**Aufgabe A**
Schreib aus dem Text über den Supermarkt alles von „Ich denke: „Gibt’s“ bis hinunter zu „der Nachschub rollt.“ wortgetreu ab.
**Aufgabe B**
Mach mit dem Text über den Abend im Supermarkt weiter, und zwar nach seinem letzten Satz.

**Textblock**
####
Draußen Dauerregen. Wenig los im Supermarkt. Jazz-Musik und sanftes Licht. Halb acht in Köln am Montagabend.
Das Ambiente seufzt mich zu den Bratwürstchen. Zu den Nudeln und zur Käsetheke. Vorbei an Tiefkühlpizzen, zurück zu den Salaten, kreuz und quer durch diesen Laden.
Im Schlenderschritt erreiche ich die Kasse. Vor mir nur ein Kunde. Piep, Piep, der Scan im vollen Gange. Die Kassiererin im Mittelalter, sehr breit und ziemlich dick, liegt entspannt in ihrem Sessel, schiebt und scannt die Sachen.
Ich lege meinen Einkauf auf das Band. Zeit genug zum Gucken: Unerreichbar für die Kunden, hinter der Kassiererin die teuren Sachen, irgendwie Champagner. 179,00 Euro die eine Flasche, direkt daneben Premium: 228,99 Euro!
Ich denke: „Gibt’s doch nicht!“ Überlege noch, ob ich die Kassiererin befragen werde. Zum Preis und wer Champagner kauft im Supermarkt – für Zweihundertachtund….da höre ich, Piep, Piep, wie der Kunde vor mir sagt: “Schöne Fingernägel!”
Ich wende mich dem Jungen zu. Wilde, schwarze Mähne, Corona-Maske auf, etwas schmächtig, sammelt seinen Einkauf ein und stapelt ihn im Einkaufswagen. Piep, Piep, der Nachschub rollt.
Zu den Händen der Kassiererin gebeugt, mit einer etwas mädchenhaften Stimme, sagt der Junge weiter: “Das sieht toll aus!”
Fingernägel bestehen aus der Hornsubstanz Keratin, genau wie ihre Haare. Die Kassiererin genervt, sagt: “Was denn”? Er sehr tapfer: “Ihre Fingernägel, sehr schön, die sehen toll aus!“, wiederholt der Junge, ein bisschen zittrig seine Stimme jetzt. Die Kassiererin seufzt: “Danke! 48,97 Euro!”
Ich denke: Irgendwie sehr schräg, irgendwie sehr nett vom Jungen und auch ein bisschen tragisch. Ein Plauschversuch zu Fingernägel. Aber lustig auch, weil ich gleich dran komme.
Es heißt, mehr als 130 Nagelstudios feilten an den Fingern dieser Stadt. Ein Geschäftsmodell, wie Haareschneiden. Vielleicht sogar ein bisschen besser. Aus den Fingern wächst das Keratin mit einem Millimeter pro Arbeitswoche zwar deutlich langsamer als Haare, die monatlich bis zu 1,5 Zentimetern Strecke machen, aber Nägel brechen einfach besser. Splittern, reißen, werden matt.
####
**Auszug aus Daten**
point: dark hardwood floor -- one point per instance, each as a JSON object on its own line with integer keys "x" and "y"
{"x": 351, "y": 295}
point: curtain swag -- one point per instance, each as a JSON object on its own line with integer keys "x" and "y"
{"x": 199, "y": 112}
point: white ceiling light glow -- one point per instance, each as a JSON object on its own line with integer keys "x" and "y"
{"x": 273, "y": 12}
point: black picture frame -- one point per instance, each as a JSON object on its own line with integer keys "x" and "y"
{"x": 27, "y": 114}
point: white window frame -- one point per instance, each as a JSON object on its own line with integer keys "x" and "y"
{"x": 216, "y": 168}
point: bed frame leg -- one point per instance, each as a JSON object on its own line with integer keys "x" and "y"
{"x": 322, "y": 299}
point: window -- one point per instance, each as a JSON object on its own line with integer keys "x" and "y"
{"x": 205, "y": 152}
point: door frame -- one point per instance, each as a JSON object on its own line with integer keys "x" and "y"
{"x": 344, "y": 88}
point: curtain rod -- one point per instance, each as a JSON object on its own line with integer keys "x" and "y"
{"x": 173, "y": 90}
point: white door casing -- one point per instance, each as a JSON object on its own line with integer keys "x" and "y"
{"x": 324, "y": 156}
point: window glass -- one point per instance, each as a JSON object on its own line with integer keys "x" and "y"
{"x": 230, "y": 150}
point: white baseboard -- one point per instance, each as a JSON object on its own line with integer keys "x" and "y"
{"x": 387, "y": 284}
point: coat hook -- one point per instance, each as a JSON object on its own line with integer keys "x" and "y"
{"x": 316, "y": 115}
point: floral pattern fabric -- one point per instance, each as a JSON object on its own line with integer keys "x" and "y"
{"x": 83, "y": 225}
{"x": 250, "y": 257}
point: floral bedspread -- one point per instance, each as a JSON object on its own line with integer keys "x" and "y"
####
**Erwartete Antwort A**
Ich denke: „Gibt’s doch nicht!“ Überlege noch, ob ich die Kassiererin befragen werde. Zum Preis und wer Champagner kauft im Supermarkt – für Zweihundertachtund….da höre ich, Piep, Piep, wie der Kunde vor mir sagt: “Schöne Fingernägel!”
Ich wende mich dem Jungen zu. Wilde, schwarze Mähne, Corona-Maske auf, etwas schmächtig, sammelt seinen Einkauf ein und stapelt ihn im Einkaufswagen. Piep, Piep, der Nachschub rollt.

**Erwartete Antwort B**
Der Typ bezahlt, ist durch und fertig. Sagt beim Gehen, etwas sperrig: “Danke, ich wünsche Ihnen noch einen schönen Abend!” Die Haare der Kassiererin sind lang und schwarz. Zwei rote Spangen rechts und links. Sie murmelt: “Danke, ihnen auch”, greift nach rechts, nach meinen Würstchen.
Lackiert man äußerst lange, spitze Fingernägel Ferrari-Rot, vielleicht wie hier auch noch in Flammenmustern, schiebt sich die bemalte Nagelplatte durch das Wachstum, wie ein Schieber, mit der Zeit und Stück für Stück, hinaus in diese Stadt – und im Supermarkt zum Bratwürstchen.
Meine Sachen laufen an. Piep, Piep. Die grobe Bratwurst, Nudeln, Pizza, das Brot und der Salat. Piep, Piep. Ich stelle mich ans Ende, sage: “Schöne Fingernägel!”
Ich warte, grinse. Sie guckt mich an und streckt mir ihre linke Hand entgegen. “Danke, war auch teuer. 100 Euro!”
Piep, Piep. Ich sage,”Was???“
Das klingt nach Premium Lackierung, nach Champagner-Tropfen aus der Flasche hinter ihr. Ich sage: „Gibt’s doch nicht! 100 Euro? Das sind….das sind…5 Euro.., das sind 20 Euro pro Nagel!“
Piep, Piep. Sie schüttel wild den Kopf. Die rechte Hand schnellt mir entgegen.”10 Euro, ich habe zwei Hände, mit 10 Fingern, das waren 10 Euro pro Nagel! 100 Euro für beide Hände!”
Piep, Piep. Ich sage, “Gibt’s doch nicht! 10 Euro pro Nagel!?” Und sie sagt: “38,53 Euro! Brauchen Sie den Beleg?” Ich schaue mich um und nicke. Zwei weitere Kunden warten jetzt am Band.
Das Nagelstudio-Business ist wie ein Abo-Shop-System und irgendwie zugleich auch Junkie-Bude. Zwischen Ferrari-Lack und Nagelhäutchen klafft erst ein kleiner Spalt und irgendwann ein ganzer Canyon. Das sieht schnell scheiße aus.
Ich zahle, bleibe stehen und frage: “Wie lange halten denn die Nägel?” Sie greift nach rechts, Piep, Piep: “Nicht so lange, nur vier Wochen. Wegen der Arbeit hier!” Piep-Piep…Piep, Piep…Piep-Piep.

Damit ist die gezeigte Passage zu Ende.